**Materials provided:**

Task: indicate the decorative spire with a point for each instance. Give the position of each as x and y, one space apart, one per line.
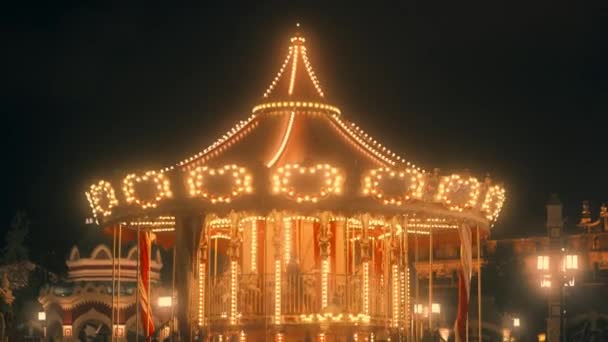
300 75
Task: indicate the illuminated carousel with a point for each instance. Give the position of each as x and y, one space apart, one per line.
296 224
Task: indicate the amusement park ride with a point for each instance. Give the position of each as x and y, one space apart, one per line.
296 222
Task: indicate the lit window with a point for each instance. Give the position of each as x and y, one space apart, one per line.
571 262
545 282
543 262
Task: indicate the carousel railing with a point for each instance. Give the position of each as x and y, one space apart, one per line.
300 295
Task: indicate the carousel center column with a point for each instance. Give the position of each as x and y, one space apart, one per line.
235 246
325 252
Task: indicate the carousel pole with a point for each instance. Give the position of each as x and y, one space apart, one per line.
479 319
408 303
149 248
113 275
417 301
118 295
172 321
431 280
137 275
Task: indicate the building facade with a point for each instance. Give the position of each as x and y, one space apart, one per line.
79 308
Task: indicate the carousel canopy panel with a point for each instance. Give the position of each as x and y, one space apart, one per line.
295 151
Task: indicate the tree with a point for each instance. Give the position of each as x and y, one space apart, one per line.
14 250
20 279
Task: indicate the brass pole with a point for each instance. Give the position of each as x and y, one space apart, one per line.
113 275
119 257
431 279
479 318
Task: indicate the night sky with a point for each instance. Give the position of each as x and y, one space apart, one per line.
519 90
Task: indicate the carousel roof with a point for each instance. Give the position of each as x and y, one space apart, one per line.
296 145
294 123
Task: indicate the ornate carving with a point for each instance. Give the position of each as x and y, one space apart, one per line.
324 235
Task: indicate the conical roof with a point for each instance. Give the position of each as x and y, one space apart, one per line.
296 79
297 152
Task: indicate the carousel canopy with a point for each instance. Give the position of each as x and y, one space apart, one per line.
296 152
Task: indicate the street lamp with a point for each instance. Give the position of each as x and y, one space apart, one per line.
165 302
516 322
42 319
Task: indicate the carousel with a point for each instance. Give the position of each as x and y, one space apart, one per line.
297 225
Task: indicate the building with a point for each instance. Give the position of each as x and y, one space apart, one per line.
80 306
552 283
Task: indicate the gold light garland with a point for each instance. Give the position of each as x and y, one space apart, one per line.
96 195
332 181
455 183
296 104
162 185
495 196
371 184
241 182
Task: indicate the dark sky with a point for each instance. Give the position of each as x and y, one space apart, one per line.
515 89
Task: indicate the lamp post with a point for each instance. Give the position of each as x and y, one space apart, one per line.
164 303
42 320
561 276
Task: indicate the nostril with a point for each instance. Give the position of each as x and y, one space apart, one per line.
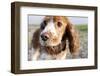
44 37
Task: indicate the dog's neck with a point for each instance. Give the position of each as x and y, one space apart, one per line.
54 50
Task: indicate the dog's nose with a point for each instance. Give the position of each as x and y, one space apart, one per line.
44 37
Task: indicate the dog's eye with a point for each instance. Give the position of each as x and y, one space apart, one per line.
43 24
59 24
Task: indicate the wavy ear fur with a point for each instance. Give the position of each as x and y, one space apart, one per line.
73 39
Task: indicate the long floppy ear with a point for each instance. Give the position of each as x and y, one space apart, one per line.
73 38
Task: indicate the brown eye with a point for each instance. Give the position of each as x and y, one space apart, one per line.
59 24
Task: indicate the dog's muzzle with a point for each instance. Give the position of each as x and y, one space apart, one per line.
44 36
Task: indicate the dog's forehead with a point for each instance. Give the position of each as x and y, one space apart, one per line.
56 18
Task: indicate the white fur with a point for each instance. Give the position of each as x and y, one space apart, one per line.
50 27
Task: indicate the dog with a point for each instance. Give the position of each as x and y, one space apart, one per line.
54 38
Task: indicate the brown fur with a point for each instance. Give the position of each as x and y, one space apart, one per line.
68 32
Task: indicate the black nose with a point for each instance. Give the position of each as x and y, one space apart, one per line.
44 37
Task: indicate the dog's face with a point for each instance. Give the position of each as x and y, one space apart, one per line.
52 30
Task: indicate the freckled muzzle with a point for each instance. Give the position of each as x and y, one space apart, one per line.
44 36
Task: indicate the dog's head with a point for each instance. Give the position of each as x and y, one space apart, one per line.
52 30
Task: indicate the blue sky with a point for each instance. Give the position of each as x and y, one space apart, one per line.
75 20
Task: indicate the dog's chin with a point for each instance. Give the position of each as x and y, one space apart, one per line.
48 43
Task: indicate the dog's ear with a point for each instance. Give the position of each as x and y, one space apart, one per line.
73 39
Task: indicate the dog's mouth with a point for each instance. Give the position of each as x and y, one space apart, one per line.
55 49
50 42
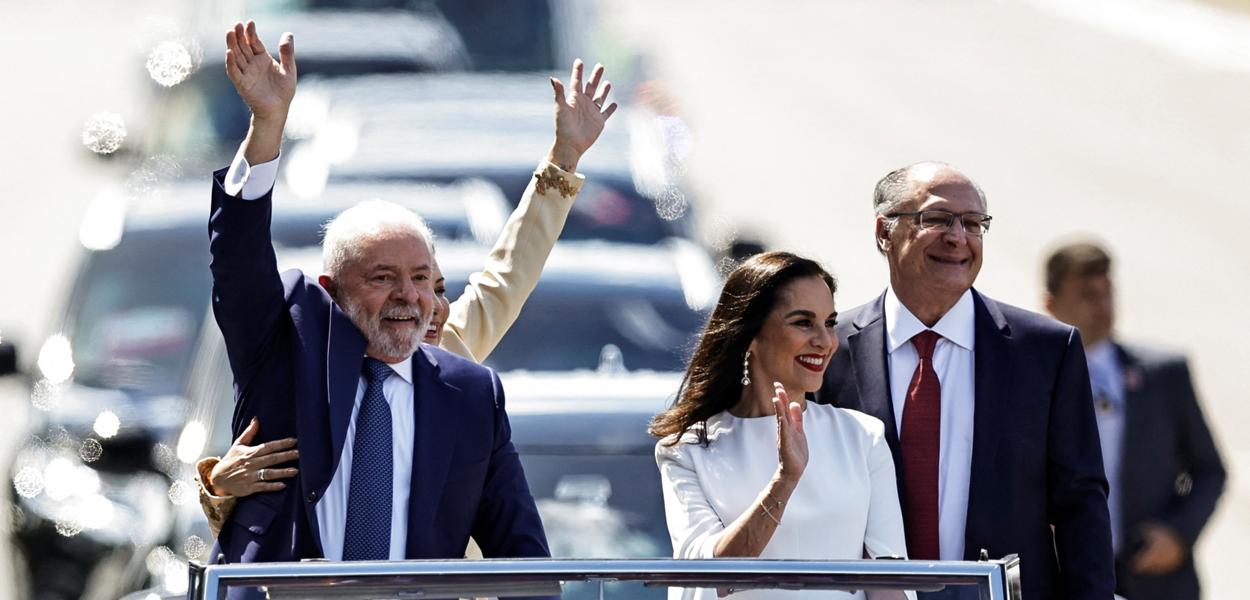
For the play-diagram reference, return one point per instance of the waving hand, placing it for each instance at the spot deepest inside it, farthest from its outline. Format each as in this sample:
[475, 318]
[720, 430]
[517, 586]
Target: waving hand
[580, 114]
[266, 85]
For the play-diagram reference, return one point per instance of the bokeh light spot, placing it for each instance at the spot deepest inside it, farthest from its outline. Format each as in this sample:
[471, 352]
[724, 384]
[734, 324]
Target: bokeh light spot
[169, 63]
[104, 133]
[194, 548]
[180, 493]
[29, 481]
[90, 450]
[56, 359]
[106, 424]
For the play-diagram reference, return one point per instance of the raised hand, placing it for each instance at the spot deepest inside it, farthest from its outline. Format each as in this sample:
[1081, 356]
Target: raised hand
[580, 114]
[791, 439]
[266, 85]
[245, 470]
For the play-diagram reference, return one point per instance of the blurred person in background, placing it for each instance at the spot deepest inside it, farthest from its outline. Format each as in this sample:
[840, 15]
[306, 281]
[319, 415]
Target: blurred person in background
[986, 406]
[1163, 466]
[749, 470]
[478, 320]
[316, 356]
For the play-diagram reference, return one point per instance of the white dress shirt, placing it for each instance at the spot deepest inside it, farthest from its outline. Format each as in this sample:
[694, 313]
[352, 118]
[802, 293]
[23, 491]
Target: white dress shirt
[1106, 383]
[954, 364]
[331, 510]
[845, 501]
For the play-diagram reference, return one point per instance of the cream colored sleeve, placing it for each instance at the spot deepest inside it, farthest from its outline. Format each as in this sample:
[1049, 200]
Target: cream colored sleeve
[215, 508]
[495, 295]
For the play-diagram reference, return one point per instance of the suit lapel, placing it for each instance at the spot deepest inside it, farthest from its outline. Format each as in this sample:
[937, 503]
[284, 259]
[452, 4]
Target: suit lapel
[433, 449]
[344, 360]
[993, 388]
[871, 368]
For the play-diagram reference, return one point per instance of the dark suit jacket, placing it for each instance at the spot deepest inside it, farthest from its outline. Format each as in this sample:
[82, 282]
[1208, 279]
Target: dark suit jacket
[1036, 459]
[1170, 471]
[296, 361]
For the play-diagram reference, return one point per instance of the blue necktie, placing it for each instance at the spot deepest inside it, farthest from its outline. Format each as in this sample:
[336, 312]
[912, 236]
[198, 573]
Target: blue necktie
[366, 535]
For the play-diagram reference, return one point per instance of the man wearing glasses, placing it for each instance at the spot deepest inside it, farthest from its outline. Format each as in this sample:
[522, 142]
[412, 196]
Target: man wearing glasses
[986, 406]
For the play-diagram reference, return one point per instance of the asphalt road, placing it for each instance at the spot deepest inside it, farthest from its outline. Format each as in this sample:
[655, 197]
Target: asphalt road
[1125, 123]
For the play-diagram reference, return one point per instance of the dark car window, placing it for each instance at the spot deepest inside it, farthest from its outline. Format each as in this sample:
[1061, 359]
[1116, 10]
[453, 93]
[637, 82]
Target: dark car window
[138, 309]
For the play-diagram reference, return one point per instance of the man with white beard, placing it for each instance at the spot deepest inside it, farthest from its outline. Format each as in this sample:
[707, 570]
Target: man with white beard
[404, 449]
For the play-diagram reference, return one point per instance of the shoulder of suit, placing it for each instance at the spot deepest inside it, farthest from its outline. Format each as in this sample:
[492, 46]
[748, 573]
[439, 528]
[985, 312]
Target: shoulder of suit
[1024, 321]
[453, 365]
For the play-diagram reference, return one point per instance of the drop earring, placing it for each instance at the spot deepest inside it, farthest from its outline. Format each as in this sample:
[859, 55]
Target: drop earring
[746, 369]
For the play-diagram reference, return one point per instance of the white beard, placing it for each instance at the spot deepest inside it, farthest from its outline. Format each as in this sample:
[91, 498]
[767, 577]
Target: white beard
[389, 344]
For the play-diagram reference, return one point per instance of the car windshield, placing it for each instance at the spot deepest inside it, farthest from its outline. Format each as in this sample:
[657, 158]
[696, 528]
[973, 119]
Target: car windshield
[609, 206]
[138, 310]
[566, 326]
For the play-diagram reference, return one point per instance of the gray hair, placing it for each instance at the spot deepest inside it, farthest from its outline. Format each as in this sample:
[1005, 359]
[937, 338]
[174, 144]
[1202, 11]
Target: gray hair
[346, 234]
[895, 189]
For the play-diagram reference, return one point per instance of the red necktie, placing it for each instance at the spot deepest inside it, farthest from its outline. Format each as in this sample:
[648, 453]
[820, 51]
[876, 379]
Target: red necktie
[920, 441]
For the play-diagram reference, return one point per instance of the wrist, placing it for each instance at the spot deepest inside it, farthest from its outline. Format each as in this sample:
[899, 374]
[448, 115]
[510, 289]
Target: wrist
[564, 158]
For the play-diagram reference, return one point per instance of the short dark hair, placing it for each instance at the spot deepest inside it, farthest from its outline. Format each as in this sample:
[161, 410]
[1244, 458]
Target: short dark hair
[1081, 259]
[713, 380]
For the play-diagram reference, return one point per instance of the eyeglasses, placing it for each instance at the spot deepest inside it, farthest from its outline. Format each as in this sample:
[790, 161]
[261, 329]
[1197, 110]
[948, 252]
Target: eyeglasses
[943, 220]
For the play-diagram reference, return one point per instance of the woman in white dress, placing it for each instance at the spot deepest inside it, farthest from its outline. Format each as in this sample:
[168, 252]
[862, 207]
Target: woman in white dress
[750, 468]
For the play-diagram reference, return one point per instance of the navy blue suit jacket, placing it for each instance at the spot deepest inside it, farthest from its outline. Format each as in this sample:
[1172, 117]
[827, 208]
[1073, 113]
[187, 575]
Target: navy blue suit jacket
[1036, 459]
[296, 360]
[1170, 470]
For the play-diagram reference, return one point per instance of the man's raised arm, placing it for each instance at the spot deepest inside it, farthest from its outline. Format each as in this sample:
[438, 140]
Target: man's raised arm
[246, 290]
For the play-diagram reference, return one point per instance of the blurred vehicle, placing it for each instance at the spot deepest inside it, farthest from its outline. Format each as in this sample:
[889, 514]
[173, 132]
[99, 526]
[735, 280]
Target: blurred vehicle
[601, 340]
[201, 119]
[94, 480]
[446, 126]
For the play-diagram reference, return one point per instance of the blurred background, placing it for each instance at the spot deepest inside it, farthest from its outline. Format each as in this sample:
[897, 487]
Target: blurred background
[744, 125]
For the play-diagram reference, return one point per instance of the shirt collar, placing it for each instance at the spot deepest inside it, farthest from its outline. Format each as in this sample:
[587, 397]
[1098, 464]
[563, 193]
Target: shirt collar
[1103, 355]
[404, 369]
[958, 325]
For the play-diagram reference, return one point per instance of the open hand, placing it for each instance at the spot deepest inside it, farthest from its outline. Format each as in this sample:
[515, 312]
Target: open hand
[266, 85]
[580, 114]
[246, 470]
[791, 439]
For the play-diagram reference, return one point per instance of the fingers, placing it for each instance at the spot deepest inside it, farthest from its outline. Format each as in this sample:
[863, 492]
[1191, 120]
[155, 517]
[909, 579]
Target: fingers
[274, 459]
[248, 433]
[796, 416]
[258, 46]
[243, 45]
[286, 51]
[603, 94]
[275, 474]
[596, 74]
[274, 446]
[575, 79]
[559, 90]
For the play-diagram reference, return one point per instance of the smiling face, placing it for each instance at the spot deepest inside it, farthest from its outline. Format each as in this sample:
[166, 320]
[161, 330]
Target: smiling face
[798, 338]
[933, 266]
[388, 293]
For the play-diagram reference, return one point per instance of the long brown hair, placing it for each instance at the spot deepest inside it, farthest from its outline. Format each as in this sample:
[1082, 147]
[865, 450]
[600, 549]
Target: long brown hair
[713, 380]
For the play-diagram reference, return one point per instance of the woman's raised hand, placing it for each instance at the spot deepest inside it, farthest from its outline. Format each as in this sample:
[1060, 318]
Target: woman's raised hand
[580, 114]
[246, 470]
[791, 439]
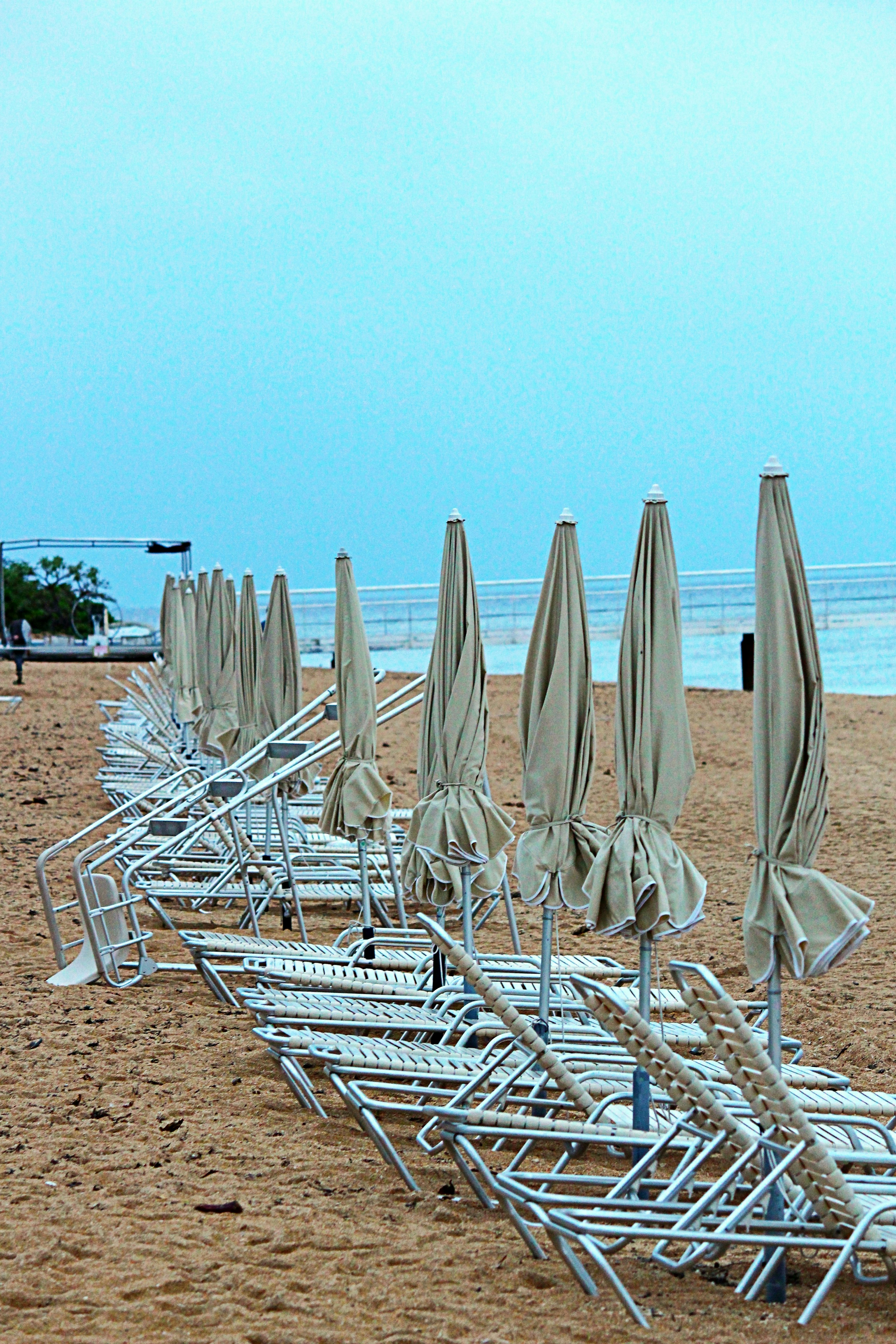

**Task to complete:** Which lines in the items above contain the word "vehicle"? Return each of those lines in full.

**The answer:**
For the play-diagram reference, return one point per instance of the blurred vehicle, placing it for each instance at the spot deepest inside it, farthest from its outline. Format each as in this sample:
Target: blurred vehicle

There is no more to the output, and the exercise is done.